Data items:
================================

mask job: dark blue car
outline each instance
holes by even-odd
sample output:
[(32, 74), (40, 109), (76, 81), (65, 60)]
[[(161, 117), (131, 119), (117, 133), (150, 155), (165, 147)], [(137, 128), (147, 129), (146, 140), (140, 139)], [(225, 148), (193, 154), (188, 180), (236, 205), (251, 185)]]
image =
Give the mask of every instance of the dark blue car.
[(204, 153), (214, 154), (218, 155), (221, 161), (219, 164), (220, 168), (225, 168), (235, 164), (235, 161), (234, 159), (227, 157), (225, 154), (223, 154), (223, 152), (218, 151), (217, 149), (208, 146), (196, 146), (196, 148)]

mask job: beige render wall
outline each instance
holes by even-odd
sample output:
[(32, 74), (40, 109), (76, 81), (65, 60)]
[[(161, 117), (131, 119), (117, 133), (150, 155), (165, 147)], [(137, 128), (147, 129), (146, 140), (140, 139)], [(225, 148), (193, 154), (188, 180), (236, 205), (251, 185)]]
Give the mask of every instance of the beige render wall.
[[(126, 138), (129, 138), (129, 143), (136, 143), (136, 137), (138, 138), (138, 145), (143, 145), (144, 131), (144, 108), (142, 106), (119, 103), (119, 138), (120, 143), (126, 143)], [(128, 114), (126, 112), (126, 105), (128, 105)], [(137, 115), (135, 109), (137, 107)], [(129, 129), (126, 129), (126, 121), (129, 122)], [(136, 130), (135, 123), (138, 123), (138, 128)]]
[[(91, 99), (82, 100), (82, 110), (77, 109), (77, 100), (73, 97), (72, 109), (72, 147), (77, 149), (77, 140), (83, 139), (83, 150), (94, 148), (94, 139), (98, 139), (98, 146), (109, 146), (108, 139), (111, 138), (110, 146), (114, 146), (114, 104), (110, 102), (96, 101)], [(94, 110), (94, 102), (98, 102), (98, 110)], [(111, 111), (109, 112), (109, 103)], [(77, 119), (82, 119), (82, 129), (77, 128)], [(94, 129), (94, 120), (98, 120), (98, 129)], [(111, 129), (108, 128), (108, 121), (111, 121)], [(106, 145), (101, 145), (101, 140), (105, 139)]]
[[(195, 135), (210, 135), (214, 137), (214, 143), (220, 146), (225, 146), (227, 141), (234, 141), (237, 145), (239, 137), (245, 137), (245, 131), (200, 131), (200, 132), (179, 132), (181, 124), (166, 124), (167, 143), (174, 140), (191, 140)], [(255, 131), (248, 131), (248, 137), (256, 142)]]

================================

__To be done__: Retype the stretch of the listing from the line containing "mask job: beige render wall" through the line containing "Give the mask of every instance of the beige", both included, without changing anything.

__Full output__:
mask job: beige render wall
outline each instance
holes by even-odd
sample output:
[(32, 74), (40, 109), (76, 81), (65, 60)]
[[(161, 117), (131, 119), (117, 133), (150, 155), (165, 147)], [(137, 128), (147, 129), (146, 140), (140, 139)], [(225, 148), (193, 154), (188, 180), (236, 205), (251, 185)]]
Give the mask of every instance of the beige render wall.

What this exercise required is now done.